+++ SOURCE TEXT +++

= Calendar of saints (Anglican Church of Australia) =

Anglican Church of Australia calendar

The calendar of the Anglican Church of Australia, follows Anglican tradition with the addition of significant people and events in the church in Australia.

Principal festivals (principal holy days) may not be displaced. Festivals (holy days), if falling on a Sunday, may be displaced to a following weekday. The celebration of lesser festivals (commemorations) is optional.

== Principal festivals ==

Most of these are moveable feasts.

- Easter
- Ascension
- Pentecost
- Trinity Sunday
- All Saints' Day, 1 November
- Christmas, 25 December
- Epiphany, 6 January
- Baptism of Jesus
- Ash Wednesday
- Maundy Thursday
- Good Friday

== Festivals ==

- The Naming and Circumcision of Jesus, 1 January
- The Presentation of Christ in the Temple, 2 February
- Matthias, 24 February or 14 May
- Joseph, 19 March
- The Annunciation to Mary, 25 March
- Mark the Evangelist, 25 April (or 26 April if ANZAC Day is observed on the 25th)

+++ SUPPLIED DATA +++

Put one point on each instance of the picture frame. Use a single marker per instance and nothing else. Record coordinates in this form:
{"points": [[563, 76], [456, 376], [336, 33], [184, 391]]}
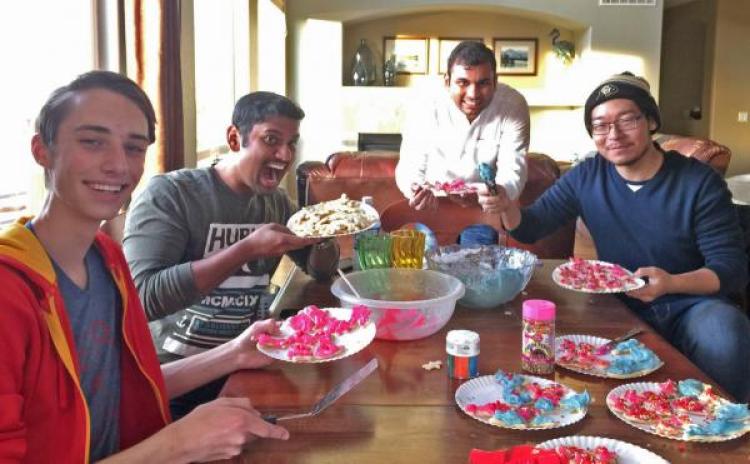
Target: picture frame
{"points": [[446, 46], [412, 53], [516, 56]]}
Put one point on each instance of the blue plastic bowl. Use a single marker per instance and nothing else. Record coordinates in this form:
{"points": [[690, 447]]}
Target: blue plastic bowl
{"points": [[492, 274]]}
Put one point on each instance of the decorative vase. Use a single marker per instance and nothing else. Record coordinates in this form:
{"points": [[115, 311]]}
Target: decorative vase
{"points": [[389, 71], [363, 66]]}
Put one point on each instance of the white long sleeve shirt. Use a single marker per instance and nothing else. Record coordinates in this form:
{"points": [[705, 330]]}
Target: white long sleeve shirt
{"points": [[440, 144]]}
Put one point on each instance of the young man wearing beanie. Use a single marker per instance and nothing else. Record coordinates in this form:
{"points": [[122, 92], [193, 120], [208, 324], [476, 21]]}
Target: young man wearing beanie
{"points": [[667, 217]]}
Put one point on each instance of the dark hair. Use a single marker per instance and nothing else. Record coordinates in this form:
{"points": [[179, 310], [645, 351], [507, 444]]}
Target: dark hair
{"points": [[258, 107], [471, 53], [57, 106]]}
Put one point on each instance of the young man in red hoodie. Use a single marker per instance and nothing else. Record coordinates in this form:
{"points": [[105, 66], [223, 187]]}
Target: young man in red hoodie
{"points": [[79, 377]]}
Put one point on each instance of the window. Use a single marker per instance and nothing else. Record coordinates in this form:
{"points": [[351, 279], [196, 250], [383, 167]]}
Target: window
{"points": [[271, 48], [221, 70], [47, 49]]}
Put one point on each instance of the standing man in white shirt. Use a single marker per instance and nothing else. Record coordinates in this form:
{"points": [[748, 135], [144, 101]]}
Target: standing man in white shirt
{"points": [[476, 120]]}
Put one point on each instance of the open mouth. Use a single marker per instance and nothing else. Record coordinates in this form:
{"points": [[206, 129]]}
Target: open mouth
{"points": [[106, 188], [272, 173]]}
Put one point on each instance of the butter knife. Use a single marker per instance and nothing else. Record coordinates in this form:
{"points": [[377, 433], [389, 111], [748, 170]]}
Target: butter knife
{"points": [[337, 392]]}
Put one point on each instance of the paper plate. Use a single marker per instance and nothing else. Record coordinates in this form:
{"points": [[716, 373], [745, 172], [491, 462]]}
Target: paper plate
{"points": [[486, 389], [556, 276], [294, 222], [641, 387], [627, 453], [352, 342], [597, 372]]}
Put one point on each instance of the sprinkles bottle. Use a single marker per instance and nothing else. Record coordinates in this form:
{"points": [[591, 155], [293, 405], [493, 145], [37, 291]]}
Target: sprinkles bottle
{"points": [[462, 347], [538, 337]]}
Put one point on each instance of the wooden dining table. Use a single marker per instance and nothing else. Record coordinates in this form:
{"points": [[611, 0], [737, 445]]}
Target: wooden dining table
{"points": [[403, 413]]}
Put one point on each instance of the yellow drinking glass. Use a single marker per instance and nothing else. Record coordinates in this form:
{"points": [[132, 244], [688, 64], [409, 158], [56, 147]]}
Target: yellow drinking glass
{"points": [[407, 248]]}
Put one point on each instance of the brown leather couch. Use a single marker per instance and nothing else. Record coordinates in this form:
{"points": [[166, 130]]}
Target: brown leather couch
{"points": [[373, 173]]}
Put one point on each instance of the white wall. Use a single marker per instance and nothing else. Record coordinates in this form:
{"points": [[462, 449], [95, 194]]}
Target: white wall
{"points": [[609, 40]]}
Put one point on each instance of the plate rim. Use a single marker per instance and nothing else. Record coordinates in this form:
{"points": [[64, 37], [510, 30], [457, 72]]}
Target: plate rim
{"points": [[657, 459], [604, 374], [371, 212], [649, 429], [280, 354], [575, 417], [556, 272]]}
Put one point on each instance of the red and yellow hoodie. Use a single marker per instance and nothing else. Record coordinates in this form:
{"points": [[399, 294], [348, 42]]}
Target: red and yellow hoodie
{"points": [[43, 413]]}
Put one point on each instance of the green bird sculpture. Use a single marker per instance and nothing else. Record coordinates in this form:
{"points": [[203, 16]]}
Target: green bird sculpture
{"points": [[564, 49]]}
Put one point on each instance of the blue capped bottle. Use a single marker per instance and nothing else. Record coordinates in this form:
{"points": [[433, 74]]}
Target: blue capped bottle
{"points": [[374, 230]]}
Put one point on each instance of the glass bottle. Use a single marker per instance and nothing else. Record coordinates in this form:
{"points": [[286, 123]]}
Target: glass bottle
{"points": [[363, 65], [538, 337]]}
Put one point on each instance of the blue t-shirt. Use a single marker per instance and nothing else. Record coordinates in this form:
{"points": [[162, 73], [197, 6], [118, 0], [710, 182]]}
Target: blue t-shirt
{"points": [[680, 220], [94, 314]]}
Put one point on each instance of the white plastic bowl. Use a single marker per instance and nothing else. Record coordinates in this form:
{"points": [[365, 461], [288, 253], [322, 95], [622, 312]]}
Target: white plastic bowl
{"points": [[406, 304]]}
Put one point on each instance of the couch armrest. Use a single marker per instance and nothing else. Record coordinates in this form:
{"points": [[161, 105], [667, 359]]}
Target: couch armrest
{"points": [[714, 154]]}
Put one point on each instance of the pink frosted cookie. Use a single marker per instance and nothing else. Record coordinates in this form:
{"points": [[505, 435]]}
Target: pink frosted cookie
{"points": [[576, 455], [313, 333], [595, 276]]}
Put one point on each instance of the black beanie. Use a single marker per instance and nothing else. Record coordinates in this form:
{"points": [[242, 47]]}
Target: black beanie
{"points": [[624, 85]]}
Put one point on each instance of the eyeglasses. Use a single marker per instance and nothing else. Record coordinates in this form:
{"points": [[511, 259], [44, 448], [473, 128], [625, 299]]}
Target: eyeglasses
{"points": [[627, 123]]}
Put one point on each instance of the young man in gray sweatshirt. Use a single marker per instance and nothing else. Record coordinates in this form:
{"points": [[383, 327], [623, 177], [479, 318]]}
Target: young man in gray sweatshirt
{"points": [[202, 244]]}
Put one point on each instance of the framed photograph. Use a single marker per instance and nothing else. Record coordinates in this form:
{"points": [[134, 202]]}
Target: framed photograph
{"points": [[516, 57], [411, 54], [446, 46]]}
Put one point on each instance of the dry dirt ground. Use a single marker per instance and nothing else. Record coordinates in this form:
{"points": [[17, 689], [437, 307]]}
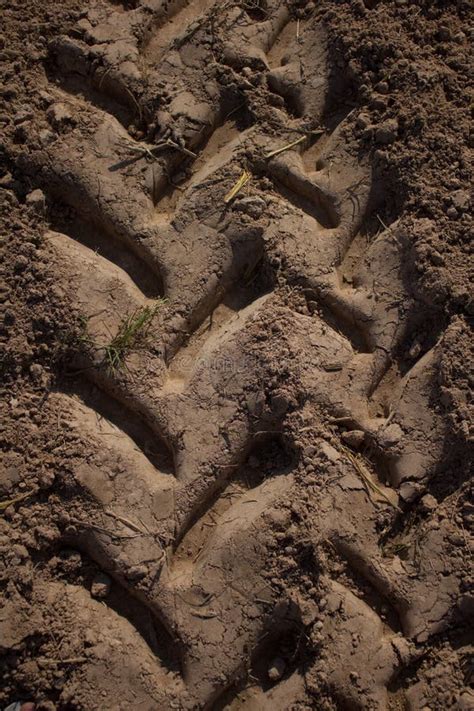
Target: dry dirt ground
{"points": [[236, 390]]}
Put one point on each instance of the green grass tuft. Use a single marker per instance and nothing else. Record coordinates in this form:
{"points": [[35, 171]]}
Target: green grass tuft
{"points": [[132, 329]]}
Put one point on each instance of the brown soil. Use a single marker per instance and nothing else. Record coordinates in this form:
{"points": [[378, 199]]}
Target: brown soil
{"points": [[237, 416]]}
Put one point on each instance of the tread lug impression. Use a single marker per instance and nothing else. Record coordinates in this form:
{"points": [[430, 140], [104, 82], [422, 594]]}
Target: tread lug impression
{"points": [[253, 447]]}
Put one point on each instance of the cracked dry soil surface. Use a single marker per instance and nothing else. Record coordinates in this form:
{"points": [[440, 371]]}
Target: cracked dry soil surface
{"points": [[236, 355]]}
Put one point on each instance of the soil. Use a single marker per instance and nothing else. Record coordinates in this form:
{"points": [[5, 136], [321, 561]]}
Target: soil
{"points": [[236, 355]]}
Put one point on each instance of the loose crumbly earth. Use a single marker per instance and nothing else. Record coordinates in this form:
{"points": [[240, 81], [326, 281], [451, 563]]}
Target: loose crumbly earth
{"points": [[236, 385]]}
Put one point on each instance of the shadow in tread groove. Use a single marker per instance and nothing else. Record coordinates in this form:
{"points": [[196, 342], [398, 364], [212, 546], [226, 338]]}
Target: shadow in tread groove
{"points": [[105, 406], [116, 252]]}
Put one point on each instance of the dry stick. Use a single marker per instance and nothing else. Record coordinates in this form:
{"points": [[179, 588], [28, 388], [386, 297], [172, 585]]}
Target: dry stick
{"points": [[277, 151], [127, 522], [366, 478], [71, 660], [147, 149], [243, 180]]}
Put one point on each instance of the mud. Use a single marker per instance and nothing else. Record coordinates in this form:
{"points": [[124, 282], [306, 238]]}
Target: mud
{"points": [[236, 349]]}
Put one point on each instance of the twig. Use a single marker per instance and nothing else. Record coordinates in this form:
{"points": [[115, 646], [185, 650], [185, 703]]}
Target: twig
{"points": [[277, 151], [243, 180], [366, 478]]}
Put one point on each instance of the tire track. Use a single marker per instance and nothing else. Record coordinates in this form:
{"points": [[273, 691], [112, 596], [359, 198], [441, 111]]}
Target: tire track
{"points": [[208, 417]]}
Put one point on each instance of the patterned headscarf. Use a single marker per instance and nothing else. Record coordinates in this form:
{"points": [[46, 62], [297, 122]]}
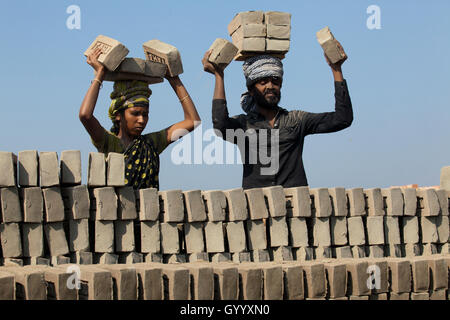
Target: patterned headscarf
{"points": [[128, 94], [256, 68]]}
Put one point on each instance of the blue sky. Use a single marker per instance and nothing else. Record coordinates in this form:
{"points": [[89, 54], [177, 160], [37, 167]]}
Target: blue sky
{"points": [[398, 77]]}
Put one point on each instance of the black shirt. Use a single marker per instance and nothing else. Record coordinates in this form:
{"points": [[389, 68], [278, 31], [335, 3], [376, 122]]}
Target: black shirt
{"points": [[270, 166]]}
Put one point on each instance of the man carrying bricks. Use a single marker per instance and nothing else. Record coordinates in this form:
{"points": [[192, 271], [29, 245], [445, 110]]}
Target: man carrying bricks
{"points": [[129, 113], [264, 77]]}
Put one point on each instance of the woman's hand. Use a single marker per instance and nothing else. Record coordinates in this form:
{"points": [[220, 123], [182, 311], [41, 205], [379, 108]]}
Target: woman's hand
{"points": [[92, 60]]}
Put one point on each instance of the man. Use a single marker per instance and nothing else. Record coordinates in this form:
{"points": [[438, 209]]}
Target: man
{"points": [[268, 126]]}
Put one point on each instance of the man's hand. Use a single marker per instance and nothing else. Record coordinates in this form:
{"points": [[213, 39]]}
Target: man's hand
{"points": [[208, 66]]}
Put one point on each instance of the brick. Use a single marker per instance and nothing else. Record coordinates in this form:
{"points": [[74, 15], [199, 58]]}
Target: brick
{"points": [[138, 69], [282, 254], [226, 282], [338, 202], [393, 199], [176, 283], [236, 236], [8, 163], [7, 286], [256, 234], [95, 282], [391, 230], [32, 239], [330, 46], [279, 32], [170, 243], [357, 278], [103, 235], [293, 282], [277, 18], [150, 237], [237, 204], [131, 257], [429, 229], [216, 204], [343, 252], [276, 200], [49, 170], [56, 238], [322, 202], [28, 168], [375, 204], [278, 230], [81, 257], [298, 202], [53, 204], [193, 235], [442, 226], [376, 251], [57, 283], [400, 270], [420, 296], [375, 229], [32, 204], [420, 274], [428, 202], [10, 205], [356, 200], [160, 52], [336, 273], [30, 282], [105, 203], [250, 282], [195, 207], [70, 167], [124, 281], [298, 232], [124, 236], [256, 204], [202, 282], [245, 18], [10, 240], [220, 257], [214, 237], [113, 52], [150, 284], [173, 206], [410, 226], [76, 202], [410, 199], [239, 257], [127, 203], [359, 252], [315, 286], [106, 258], [222, 53], [115, 170], [356, 235], [148, 204], [321, 231]]}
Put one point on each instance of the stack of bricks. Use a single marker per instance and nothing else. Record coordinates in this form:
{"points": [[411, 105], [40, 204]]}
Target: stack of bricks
{"points": [[258, 32], [417, 278]]}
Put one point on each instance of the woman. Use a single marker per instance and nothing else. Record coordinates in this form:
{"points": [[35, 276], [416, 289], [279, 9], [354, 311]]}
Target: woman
{"points": [[129, 114]]}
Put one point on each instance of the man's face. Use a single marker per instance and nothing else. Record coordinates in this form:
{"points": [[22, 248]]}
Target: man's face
{"points": [[267, 92]]}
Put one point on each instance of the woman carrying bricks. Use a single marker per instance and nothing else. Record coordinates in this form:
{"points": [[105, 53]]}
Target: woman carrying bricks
{"points": [[129, 114]]}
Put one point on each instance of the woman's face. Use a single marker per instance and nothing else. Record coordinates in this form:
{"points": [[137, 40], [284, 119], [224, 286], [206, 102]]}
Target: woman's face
{"points": [[134, 120]]}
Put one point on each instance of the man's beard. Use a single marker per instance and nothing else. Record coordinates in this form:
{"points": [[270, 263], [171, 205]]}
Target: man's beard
{"points": [[267, 102]]}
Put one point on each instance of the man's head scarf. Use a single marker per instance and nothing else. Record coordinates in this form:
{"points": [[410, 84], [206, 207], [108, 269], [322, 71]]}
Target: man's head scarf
{"points": [[128, 94], [256, 68]]}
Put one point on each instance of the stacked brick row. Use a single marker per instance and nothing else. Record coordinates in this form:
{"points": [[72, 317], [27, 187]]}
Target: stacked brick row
{"points": [[415, 278], [49, 217]]}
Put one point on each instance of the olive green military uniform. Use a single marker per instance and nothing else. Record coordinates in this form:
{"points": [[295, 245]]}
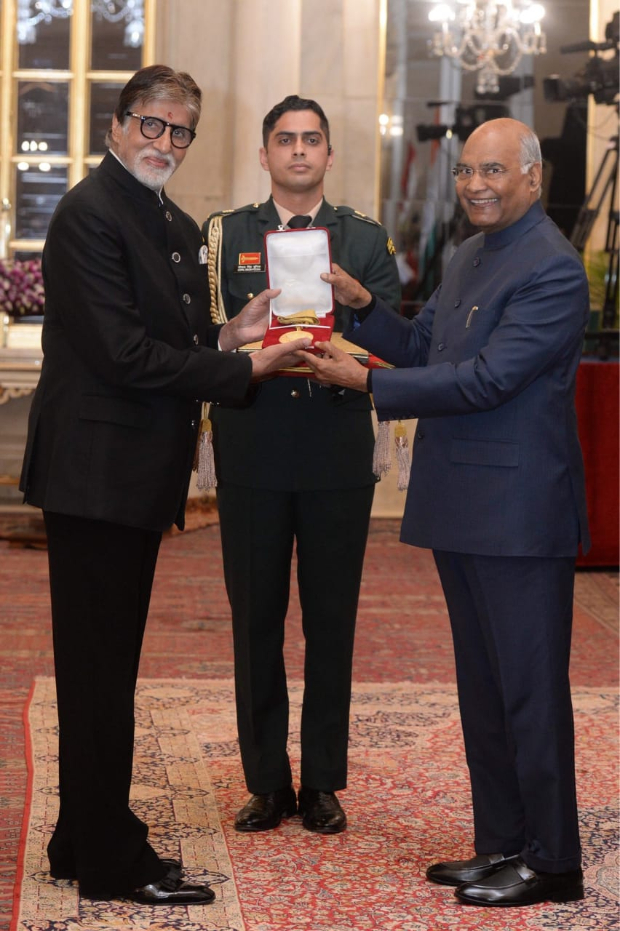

+++

• WHAT THIS EXERCISE ASKS:
A - Based on the text about the Anglican Church of Australia calendar, decide whether each statement below agrees with it. Answer yes or no for each, quoting the deciding words.
(i) A festival that falls on a Sunday may be moved to a following weekday.
(ii) Celebrating the lesser festivals is required.
(iii) The festival of Joseph falls on 19 March.
B - Extract every line of the records that contains the string "carrying".

• RESPONSES BY TASK:
A -
(i) Yes: "Festivals (holy days), if falling on a Sunday, may be displaced to a following weekday."
(ii) No: "The celebration of lesser festivals (commemorations) is optional."
(iii) Yes: "Joseph, 19 March"

B -
Put one point on each instance of the man carrying bricks. Use a single marker per instance and nothing else. Record coordinates in this form:
Target: man carrying bricks
Put one point on each instance of the woman carrying bricks. Use a single marker per instance and nothing else. Record coordinates in this form:
Target: woman carrying bricks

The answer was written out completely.